(What needs to be done)
Search the listing below for lines containing the string "woman". Reply with their count only.

(Available records)

——————

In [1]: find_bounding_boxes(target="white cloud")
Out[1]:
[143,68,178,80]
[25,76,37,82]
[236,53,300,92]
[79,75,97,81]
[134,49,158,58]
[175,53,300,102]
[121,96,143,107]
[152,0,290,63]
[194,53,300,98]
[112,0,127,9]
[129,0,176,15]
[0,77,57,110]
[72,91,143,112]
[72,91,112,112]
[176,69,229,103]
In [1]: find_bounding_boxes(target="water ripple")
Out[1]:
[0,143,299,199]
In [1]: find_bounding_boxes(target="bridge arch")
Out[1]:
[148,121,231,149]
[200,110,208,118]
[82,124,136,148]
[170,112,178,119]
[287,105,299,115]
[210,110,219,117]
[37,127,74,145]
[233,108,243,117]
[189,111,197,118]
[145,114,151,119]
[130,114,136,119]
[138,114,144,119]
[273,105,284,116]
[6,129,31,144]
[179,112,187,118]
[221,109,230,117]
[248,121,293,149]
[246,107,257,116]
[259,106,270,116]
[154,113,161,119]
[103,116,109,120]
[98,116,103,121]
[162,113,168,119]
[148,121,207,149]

——————

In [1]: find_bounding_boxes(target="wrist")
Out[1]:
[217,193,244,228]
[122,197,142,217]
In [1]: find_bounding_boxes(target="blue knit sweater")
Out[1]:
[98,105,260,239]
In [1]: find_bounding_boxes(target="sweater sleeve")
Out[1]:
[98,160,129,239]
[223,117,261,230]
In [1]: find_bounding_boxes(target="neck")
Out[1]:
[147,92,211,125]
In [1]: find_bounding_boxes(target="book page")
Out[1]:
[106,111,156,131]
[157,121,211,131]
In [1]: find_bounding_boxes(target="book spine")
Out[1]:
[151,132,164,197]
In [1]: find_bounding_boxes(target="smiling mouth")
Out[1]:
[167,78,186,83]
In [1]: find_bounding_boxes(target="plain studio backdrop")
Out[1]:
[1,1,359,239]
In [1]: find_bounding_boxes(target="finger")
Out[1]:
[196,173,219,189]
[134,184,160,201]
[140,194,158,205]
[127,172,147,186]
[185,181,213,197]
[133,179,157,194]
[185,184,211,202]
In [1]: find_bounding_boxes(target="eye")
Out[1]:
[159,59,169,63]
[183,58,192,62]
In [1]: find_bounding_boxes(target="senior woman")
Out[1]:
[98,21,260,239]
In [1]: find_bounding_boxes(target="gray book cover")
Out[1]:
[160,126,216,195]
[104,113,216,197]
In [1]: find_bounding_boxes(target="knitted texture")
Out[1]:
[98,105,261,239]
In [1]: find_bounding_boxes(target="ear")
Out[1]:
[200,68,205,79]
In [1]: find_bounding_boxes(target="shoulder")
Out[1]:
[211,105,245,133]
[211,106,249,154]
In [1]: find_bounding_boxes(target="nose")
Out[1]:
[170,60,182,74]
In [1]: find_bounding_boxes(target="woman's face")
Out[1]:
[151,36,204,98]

——————

(Task response)
2